**GIVEN PROBLEM**
Reproduce all the material exactly, minus any pictures it holds.

**Labeled-object pointing entries**
::::

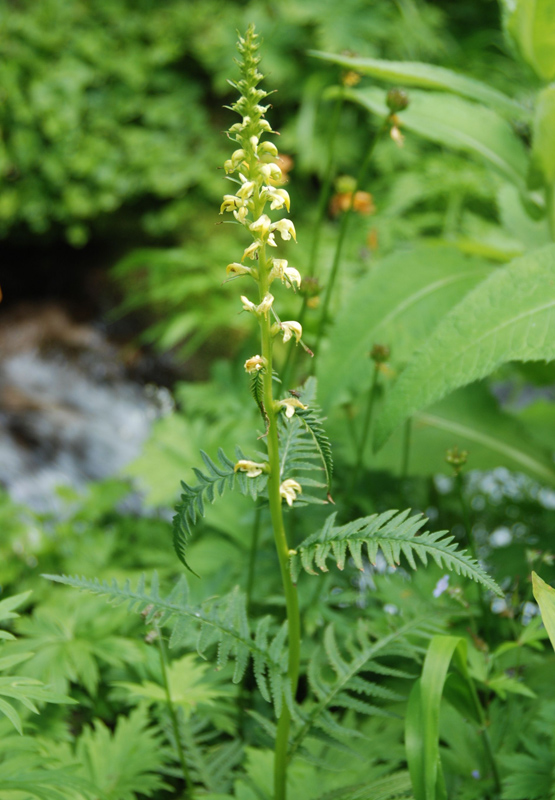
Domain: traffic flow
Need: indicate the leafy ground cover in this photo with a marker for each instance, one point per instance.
(348, 610)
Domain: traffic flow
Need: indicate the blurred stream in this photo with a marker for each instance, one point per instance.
(69, 410)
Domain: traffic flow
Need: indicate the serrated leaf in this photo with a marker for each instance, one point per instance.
(397, 303)
(429, 76)
(509, 316)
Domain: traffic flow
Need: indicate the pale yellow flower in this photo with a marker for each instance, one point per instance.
(286, 228)
(237, 269)
(255, 364)
(291, 328)
(252, 468)
(290, 404)
(289, 490)
(261, 226)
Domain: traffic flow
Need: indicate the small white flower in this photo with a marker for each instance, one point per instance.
(261, 226)
(262, 308)
(267, 148)
(230, 202)
(252, 468)
(252, 250)
(237, 269)
(286, 274)
(289, 490)
(246, 190)
(291, 328)
(279, 197)
(241, 214)
(271, 172)
(286, 228)
(255, 364)
(290, 404)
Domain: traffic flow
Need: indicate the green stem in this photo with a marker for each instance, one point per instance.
(252, 555)
(366, 424)
(282, 547)
(345, 219)
(407, 435)
(173, 715)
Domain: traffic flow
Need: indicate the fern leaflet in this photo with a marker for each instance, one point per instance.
(394, 533)
(346, 689)
(217, 479)
(221, 622)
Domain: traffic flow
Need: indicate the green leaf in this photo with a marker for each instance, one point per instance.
(472, 420)
(543, 151)
(398, 303)
(428, 76)
(545, 596)
(508, 317)
(457, 124)
(422, 719)
(394, 534)
(531, 24)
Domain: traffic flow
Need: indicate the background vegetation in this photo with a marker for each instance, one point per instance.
(111, 120)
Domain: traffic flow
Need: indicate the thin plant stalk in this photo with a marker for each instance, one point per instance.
(371, 400)
(343, 231)
(407, 440)
(189, 792)
(255, 536)
(282, 547)
(290, 361)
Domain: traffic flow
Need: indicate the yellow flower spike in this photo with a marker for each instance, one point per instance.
(285, 228)
(255, 364)
(230, 203)
(290, 404)
(271, 172)
(261, 226)
(252, 250)
(262, 308)
(290, 329)
(287, 275)
(252, 468)
(237, 269)
(289, 489)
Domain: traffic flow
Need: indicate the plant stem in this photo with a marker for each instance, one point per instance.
(323, 198)
(252, 555)
(366, 424)
(282, 547)
(343, 233)
(173, 715)
(406, 448)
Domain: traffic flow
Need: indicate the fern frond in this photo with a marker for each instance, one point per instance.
(394, 534)
(312, 420)
(219, 622)
(343, 691)
(216, 480)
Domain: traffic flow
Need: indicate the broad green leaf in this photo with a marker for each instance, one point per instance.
(398, 303)
(457, 124)
(470, 419)
(509, 317)
(545, 596)
(531, 23)
(428, 76)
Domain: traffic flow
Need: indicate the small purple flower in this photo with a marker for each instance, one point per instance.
(441, 586)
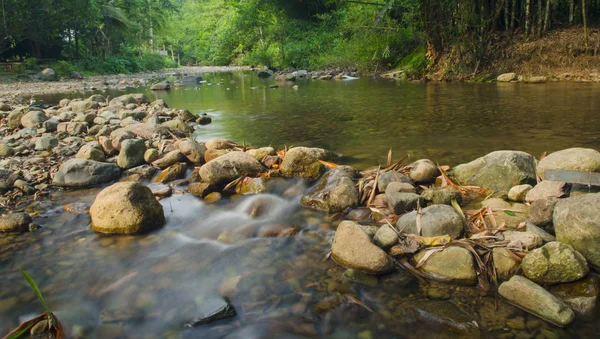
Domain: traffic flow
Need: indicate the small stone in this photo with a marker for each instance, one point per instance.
(505, 263)
(212, 197)
(201, 189)
(151, 155)
(522, 240)
(554, 263)
(385, 237)
(352, 248)
(360, 277)
(173, 172)
(535, 299)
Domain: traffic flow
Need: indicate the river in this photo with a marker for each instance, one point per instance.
(149, 286)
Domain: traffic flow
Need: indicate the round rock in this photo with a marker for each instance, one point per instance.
(126, 208)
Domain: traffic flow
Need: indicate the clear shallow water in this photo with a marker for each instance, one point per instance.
(148, 286)
(361, 119)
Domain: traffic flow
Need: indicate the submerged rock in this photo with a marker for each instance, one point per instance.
(336, 191)
(15, 222)
(353, 248)
(126, 208)
(548, 189)
(436, 220)
(577, 223)
(392, 176)
(518, 193)
(229, 167)
(505, 263)
(84, 173)
(497, 171)
(304, 162)
(531, 297)
(574, 159)
(423, 171)
(554, 263)
(441, 196)
(131, 154)
(541, 211)
(452, 265)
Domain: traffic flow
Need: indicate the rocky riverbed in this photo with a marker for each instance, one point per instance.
(493, 225)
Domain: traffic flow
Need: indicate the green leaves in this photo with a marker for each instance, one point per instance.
(39, 294)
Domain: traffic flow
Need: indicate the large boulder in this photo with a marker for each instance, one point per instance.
(83, 173)
(352, 248)
(452, 265)
(228, 167)
(127, 99)
(554, 263)
(126, 208)
(548, 189)
(573, 159)
(533, 298)
(304, 162)
(577, 223)
(336, 191)
(497, 171)
(131, 154)
(436, 220)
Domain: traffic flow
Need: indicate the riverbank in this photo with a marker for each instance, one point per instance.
(412, 217)
(16, 91)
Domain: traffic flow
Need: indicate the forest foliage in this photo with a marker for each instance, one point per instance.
(115, 36)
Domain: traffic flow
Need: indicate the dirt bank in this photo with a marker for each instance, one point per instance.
(14, 91)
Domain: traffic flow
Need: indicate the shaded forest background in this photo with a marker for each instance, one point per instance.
(456, 37)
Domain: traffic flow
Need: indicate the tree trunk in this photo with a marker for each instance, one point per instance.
(547, 16)
(513, 14)
(584, 21)
(527, 17)
(540, 18)
(506, 11)
(571, 10)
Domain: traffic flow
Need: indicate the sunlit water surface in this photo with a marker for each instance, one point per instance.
(150, 286)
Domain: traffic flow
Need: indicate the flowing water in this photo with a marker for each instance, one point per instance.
(151, 286)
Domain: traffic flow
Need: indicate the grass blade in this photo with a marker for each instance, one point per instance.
(37, 291)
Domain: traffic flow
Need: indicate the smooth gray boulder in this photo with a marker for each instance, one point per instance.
(436, 220)
(229, 167)
(352, 248)
(533, 298)
(451, 265)
(497, 171)
(336, 192)
(304, 162)
(131, 154)
(126, 208)
(84, 173)
(573, 159)
(577, 223)
(554, 263)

::::

**PROBLEM SOLUTION**
Domain: traffic flow
Need: indicate the leafy ground cover in this photo with a marker for each instance, one point per instance.
(348, 610)
Domain: traffic flow
Need: indicate the blurred stream in this photo with a marker for each instance, one point per instance.
(69, 410)
Domain: traffic flow
Need: indicate the serrated leaf in this photo with a marker for each instance, one point per instance.
(397, 303)
(429, 76)
(509, 316)
Domain: traffic flow
Need: indicate the pale yellow flower in this photo with a marker for each instance, one point per instance.
(286, 228)
(237, 269)
(255, 364)
(291, 328)
(252, 468)
(290, 404)
(289, 490)
(261, 226)
Domain: traffic flow
Need: indicate the small white flower in this photo with a marker for each instance, one point per instance.
(261, 226)
(262, 308)
(267, 148)
(230, 202)
(252, 468)
(252, 250)
(237, 269)
(286, 274)
(289, 490)
(246, 190)
(291, 328)
(279, 197)
(241, 214)
(271, 172)
(286, 228)
(255, 364)
(290, 404)
Domain: traffic flow
Need: indicate the green stem in this photo with a marker for each instance, one point per instance.
(252, 555)
(366, 424)
(282, 547)
(345, 219)
(407, 435)
(173, 715)
Domain: traffic flow
Need: indicate the fern leaflet in this photo with a marker for each instance, one point per instance.
(394, 533)
(346, 689)
(217, 479)
(221, 622)
Domain: traffic flow
Need: indicate the green leaf in this photo with a marker for each instance, one point per instance.
(472, 420)
(543, 151)
(398, 303)
(428, 76)
(545, 596)
(508, 317)
(457, 124)
(422, 719)
(394, 534)
(531, 24)
Domain: traffic flow
Need: indicate the background vegetation in this photo with a marker for each instance, one point per instance.
(111, 120)
Domain: traffic flow
Need: indicate the thin plant stalk in this photo with a marker for each instance, one point per instance.
(371, 400)
(343, 231)
(407, 440)
(189, 792)
(255, 536)
(282, 547)
(290, 361)
Domain: traffic flow
Need: indicate the yellow flower spike in this photo with a marker for each instance, one point per instance.
(285, 228)
(255, 364)
(230, 203)
(290, 404)
(271, 172)
(261, 226)
(252, 250)
(262, 308)
(290, 329)
(287, 275)
(252, 468)
(237, 269)
(289, 489)
Domain: traffic flow
Need: indicate the plant stem in this photo with a marker for each instance, one point per instance.
(323, 198)
(252, 555)
(366, 424)
(282, 547)
(343, 233)
(173, 715)
(406, 448)
Domain: traffic flow
Need: indicate the fern frond in this photo with a marker for each instance, one point per instance.
(394, 534)
(312, 420)
(219, 622)
(343, 691)
(216, 480)
Domain: traffic flow
Need: indicate the broad green leaf in this photo with a marker for each instance, one point per instance.
(398, 303)
(457, 124)
(470, 419)
(509, 317)
(545, 596)
(531, 23)
(428, 76)
Domain: traffic flow
Need: indicate the small purple flower in this photo with a marker for each instance, one point per instance.
(441, 586)
Domain: traffic flow
Need: indicate the small stone in this photo with a marker for each instance, one point per instance.
(505, 263)
(212, 197)
(201, 189)
(151, 155)
(522, 240)
(554, 263)
(385, 237)
(352, 248)
(360, 277)
(173, 172)
(535, 299)
Domain: traffic flow
Need: indicate the river in this photo with a marker for each instance, one point per instance.
(149, 286)
Domain: traffic flow
Need: indicate the round rock in this photo with a marker for each instance, one point per instance.
(126, 208)
Domain: traffic flow
Need: indicate the clear shallow water in this photo with a marker for each instance, one point per instance.
(148, 286)
(361, 119)
Domain: traffic flow
Need: indicate the submerged rock in this photo with a marker for each instance, one point per instance.
(336, 191)
(15, 222)
(353, 248)
(126, 208)
(548, 189)
(436, 220)
(577, 223)
(392, 176)
(518, 193)
(229, 167)
(505, 263)
(84, 173)
(497, 171)
(304, 162)
(531, 297)
(574, 159)
(423, 171)
(554, 263)
(441, 196)
(131, 154)
(541, 211)
(452, 265)
Domain: traffic flow
Need: indicate the rocky riverbed in this photo with a marker for each instance, one point per instance.
(493, 225)
Domain: traffic flow
Need: indicate the green leaves in this photo with a marker for each instance, one point per instance.
(39, 294)
Domain: traffic flow
Need: indicate the large boulder in this photo with a marker for each instance, one point per instance.
(83, 173)
(352, 248)
(452, 265)
(228, 167)
(127, 99)
(554, 263)
(126, 208)
(548, 189)
(573, 159)
(533, 298)
(304, 162)
(577, 223)
(336, 191)
(497, 171)
(131, 154)
(436, 220)
Domain: traffic flow
Need: indicate the riverbank in this photo with a marker for each instance, one point per instance.
(412, 217)
(16, 91)
Domain: traffic flow
Need: indicate the forest foliage in this photo with a marker for each instance, one point per instance.
(115, 36)
Domain: traffic flow
Need: indicate the dirt bank in this photo with a marker for each instance, one point per instance.
(14, 91)
Domain: traffic flow
Need: indicate the shaded forest background in this photo with a marker for each instance, one point per instance.
(456, 37)
Domain: traffic flow
Need: indicate the tree trunk in this photo with a marker for each instance, one point per instance.
(547, 16)
(513, 14)
(584, 21)
(527, 17)
(540, 18)
(506, 11)
(571, 10)
Domain: traffic flow
Need: indicate the sunlit water surface in this photo with a marker for each instance, one point per instance.
(150, 286)
Domain: traffic flow
Need: indicate the flowing water in this photo with a marker for each instance, one point per instance.
(151, 286)
Domain: traffic flow
Need: indicate the grass blade in this photo with a marker for each instance, one point per instance.
(37, 291)
Domain: traffic flow
Need: indicate the smooth gray boulder in this photo with a marker for each instance, one point per instance.
(436, 220)
(229, 167)
(352, 248)
(533, 298)
(451, 265)
(497, 171)
(336, 192)
(304, 162)
(131, 154)
(126, 208)
(84, 173)
(573, 159)
(577, 223)
(554, 263)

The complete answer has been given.